Some e-mail not all were being dropped – this is an important factor as we’ll see below.
Troubleshooting steps:
1. I realised straight away the problem wasn’t related to any e-mail filters in the reporters inbox or SMTP blacklists since approx only 20% of the mails were not arriving. Nonetheless I ran the check’s necessary and found nothing causing mail to be filtering into the users bin.
2. I checked in on another colleague who’s mail domain address is different from the news reporter that detected the problem (We use multiple domain names for separate titles and business teams). That colleague indicated they were missing the exact same e-mails that the first reporter detected missing.
3. The distribution list in question is used by a number of other news organisations so I sent a mail out to another news organisation’s IT dept to ask if they’d noticed those particular e-mails missing – they hadn’t.
4. I then asked an ordinary user at the news sources site, (I’m calling her [email protected] here) to send me an e-mail so I could evaluate the incoming e-mail headers for anything out of place. The e-mail she sent arrived fine but the information I found in her mail header provided the light bulb moment when taken into account with the rest of the information gathered. I found two key entries in [email protected]‘s mail header:
Received-SPF: fail (google.com: domain of [email protected] does not designate 137.191.225.35 as permitted sender) client-ip=137.191.225.35
Authentication-Results: mx.google.com;
spf=hardfail (google.com: domain of [email protected] does not designate 137.191.225.35 as permitted sender) smtp.mail=137.191.225.35;
It was time to brush up on SPF or Sender Policy Framework
SPF basically boils down to a DNS entry that indicates which SMTP servers are permitted to send e-mail on behalf of a mail domain. This prevents spammers from getting e-mail’s into a users inbox since spam prevention e-mail gateways like Ironport and Postini will perform a DNS verification check each time a particular SMTP server tries to deliver an e-mail purporting to be from a particular e-mail address (domain).

------------

What the task asks
Print the stretch of the missing e-mail troubleshooting write-up from "Some e-mail not" through "the users bin." word for word.

Provided material
------------

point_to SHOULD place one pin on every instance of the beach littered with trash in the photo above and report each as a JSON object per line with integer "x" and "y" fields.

------------

Response below
Some e-mail not all were being dropped – this is an important factor as we’ll see below.
Troubleshooting steps:
1. I realised straight away the problem wasn’t related to any e-mail filters in the reporters inbox or SMTP blacklists since approx only 20% of the mails were not arriving. Nonetheless I ran the check’s necessary and found nothing causing mail to be filtering into the users bin.